> **ACTIVITY 1**: Count the lines of the listing that contain the string "positive", treating case as significant, and give only the number.

Upton has MVP potential and at 24, he should be putting up better numbers than a .243/.340/.365 slash line with 5 homers. It’s June. The Diamondbacks had high hopes for 2012 after a stunning 2011 NL West title and near miss of going to the NLCS. They traded for Trevor Cahill and signed Jason Kubel. These moves were made for a World Series run.

Of course it was absurd to expect Ryan Roberts to repeat his 2011 breakout/career season; Paul Goldschmidt isn’t fully established at first base; and Chris Young was injured after a hot start. Although he’s pitched better of late, if anyone needs to be called out for performance, it’s closer J.J. Putz.

But Upton is the main main in Arizona, so he has to take the hits for his teammates. That’s how it works. Publicly Upton put up a brave front in response to the Kendrick comments. Whether or not he’s upset or insulted by them privately is irrelevant. There’s a simple solution: start hitting.

As for the Kendrick negativity heaped on Stephen Drew, it’s illogical to think that Drew doesn’t want to play even though that same criticism was often levied against his brother J.D. Drew. Is it possible that Stephen Drew is thinking about the future and looking to other venues when he becomes a free agent? Yes. Is it the family history and that he’s represented by Scott Boras that adds to the perception? Yes. But he’s got a contract option with the Diamondbacks for 2013 at $10 million. If he’s looking forward to free agency or wants a contract extension, wouldn’t it make more sense that he get out and play well rather than sit on the sidelines and wait for the Diamondbacks to decline his option after this season, which they’re obviously going to do? No one’s paying him big money after this year. In fact, as a free agent he’ll get a Major League contract, but it will be incentive-laden and short-term.

Segmentation mask data:
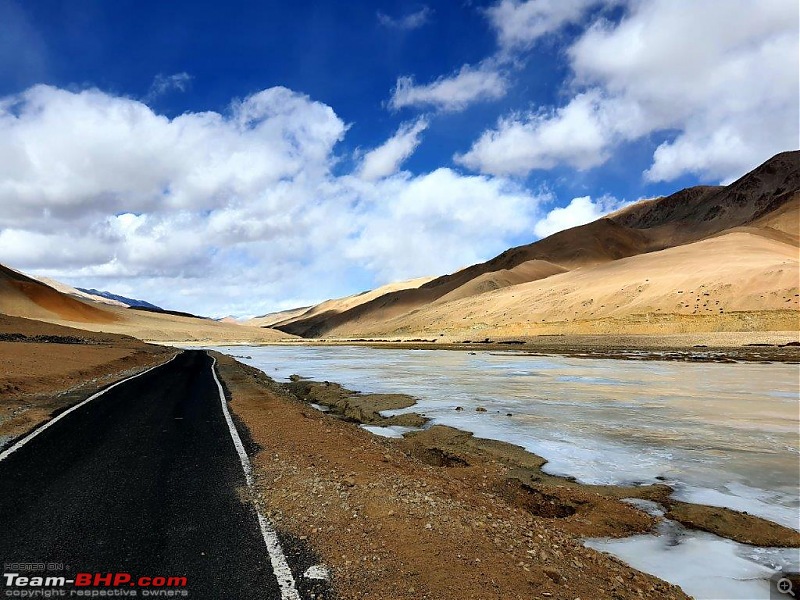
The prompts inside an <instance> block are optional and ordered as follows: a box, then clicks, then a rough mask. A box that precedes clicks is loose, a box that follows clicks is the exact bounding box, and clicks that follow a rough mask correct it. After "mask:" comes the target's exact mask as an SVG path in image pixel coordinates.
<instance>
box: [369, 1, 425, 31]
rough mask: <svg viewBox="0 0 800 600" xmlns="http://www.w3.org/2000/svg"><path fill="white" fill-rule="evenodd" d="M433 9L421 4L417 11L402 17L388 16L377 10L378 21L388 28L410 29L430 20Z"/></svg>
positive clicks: (397, 28)
mask: <svg viewBox="0 0 800 600" xmlns="http://www.w3.org/2000/svg"><path fill="white" fill-rule="evenodd" d="M432 14H433V11H432V10H431V9H430V8H429V7H428V6H423V7H422V8H420V9H419V10H418V11H416V12H413V13H410V14H407V15H405V16H402V17H390V16H389V15H387V14H386V13H383V12H380V11H379V12H378V23H380V24H381V25H383V26H384V27H389V28H390V29H401V30H403V31H411V30H412V29H418V28H420V27H422V26H423V25H425V23H427V22H428V21H429V20H430V17H431V15H432Z"/></svg>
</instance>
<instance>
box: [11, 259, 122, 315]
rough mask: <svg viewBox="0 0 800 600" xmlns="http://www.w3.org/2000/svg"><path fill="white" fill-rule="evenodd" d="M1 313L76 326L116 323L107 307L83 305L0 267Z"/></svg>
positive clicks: (49, 287) (78, 302)
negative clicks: (77, 325)
mask: <svg viewBox="0 0 800 600" xmlns="http://www.w3.org/2000/svg"><path fill="white" fill-rule="evenodd" d="M0 312H2V313H3V314H7V315H12V316H17V317H25V318H28V319H40V320H42V321H56V320H61V321H68V322H75V323H82V324H88V323H103V324H108V323H113V322H115V321H118V320H119V317H118V316H117V315H116V314H114V313H112V312H111V311H109V310H106V307H101V306H99V305H95V304H89V303H88V302H82V301H80V300H78V299H76V298H73V297H72V296H69V295H67V294H63V293H61V292H59V291H57V290H56V289H54V288H52V287H50V286H48V285H45V284H43V283H42V282H40V281H37V280H36V279H33V278H31V277H28V276H27V275H23V274H22V273H20V272H18V271H15V270H13V269H9V268H7V267H4V266H2V265H0Z"/></svg>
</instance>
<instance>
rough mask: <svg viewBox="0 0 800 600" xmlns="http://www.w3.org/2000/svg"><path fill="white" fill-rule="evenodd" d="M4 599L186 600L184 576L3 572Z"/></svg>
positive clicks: (118, 573)
mask: <svg viewBox="0 0 800 600" xmlns="http://www.w3.org/2000/svg"><path fill="white" fill-rule="evenodd" d="M3 583H4V584H5V588H6V589H5V590H4V596H6V597H13V598H60V597H64V598H70V597H73V596H76V597H90V598H97V597H124V596H134V597H138V596H150V597H170V598H176V597H188V596H189V592H188V591H187V590H186V577H175V576H161V575H158V576H140V577H134V576H133V575H131V574H130V573H77V574H76V575H75V577H72V578H67V577H66V576H63V575H57V576H53V575H49V574H48V575H30V574H25V575H22V574H20V573H3Z"/></svg>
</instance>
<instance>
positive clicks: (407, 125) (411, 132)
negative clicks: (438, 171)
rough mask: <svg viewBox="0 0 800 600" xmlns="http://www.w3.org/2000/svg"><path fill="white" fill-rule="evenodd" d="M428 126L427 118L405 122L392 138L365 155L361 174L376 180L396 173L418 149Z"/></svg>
mask: <svg viewBox="0 0 800 600" xmlns="http://www.w3.org/2000/svg"><path fill="white" fill-rule="evenodd" d="M427 128H428V121H427V120H426V119H425V118H420V119H417V120H416V121H414V122H413V123H403V124H402V125H401V126H400V128H399V129H398V130H397V132H396V133H395V134H394V135H393V136H392V137H391V138H389V139H388V140H386V141H385V142H384V143H383V144H382V145H380V146H378V147H377V148H375V149H374V150H371V151H369V152H367V153H366V154H365V155H364V158H363V159H362V160H361V167H360V169H359V174H360V176H361V177H362V178H363V179H367V180H375V179H380V178H381V177H387V176H389V175H393V174H394V173H396V172H397V170H398V169H399V168H400V165H401V164H403V162H404V161H405V160H406V159H407V158H408V157H409V156H411V155H412V154H413V153H414V150H416V149H417V146H419V143H420V141H421V140H420V134H421V133H422V132H423V131H425V130H426V129H427Z"/></svg>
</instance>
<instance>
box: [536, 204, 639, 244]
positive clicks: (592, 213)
mask: <svg viewBox="0 0 800 600" xmlns="http://www.w3.org/2000/svg"><path fill="white" fill-rule="evenodd" d="M626 204H627V203H625V202H620V201H618V200H616V199H615V198H611V197H609V196H603V197H602V198H598V199H597V200H592V198H591V197H590V196H581V197H580V198H573V199H572V201H571V202H570V203H569V204H568V205H567V206H564V207H557V208H554V209H552V210H551V211H550V212H548V213H547V214H546V215H545V216H544V218H542V219H540V220H539V221H537V222H536V225H535V226H534V228H533V231H534V233H535V234H536V235H537V236H538V237H540V238H543V237H547V236H548V235H552V234H554V233H557V232H559V231H563V230H564V229H569V228H570V227H577V226H578V225H585V224H586V223H591V222H592V221H596V220H597V219H599V218H600V217H602V216H603V215H606V214H608V213H610V212H613V211H615V210H619V209H620V208H622V207H623V206H625V205H626Z"/></svg>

> **ACTIVITY 2**: Please extend the Diamondbacks commentary above, picking up right after its final sentence.

> **ANSWER 1**: 5

> **ANSWER 2**:
Kendrick’s frustration is not an excuse for these comments. It’s irresponsible and foolish for any front office person to question a player’s commitment when he’s returning from injury. There’s a difference between being injured and being a malingerer and Drew’s ankle was seriously injured. It’s hard to believe he’s sitting out purposefully.

Kendrick and many observers were expecting more than 27-30 and 9 games out of first place from these Diamondbacks; but it may be that the team had very high hopes and isn’t good enough to achieve them. If that’s the case, castigating the players isn’t going to help Kendrick or anyone in the organization. In fact, it’s probably going to make things worse.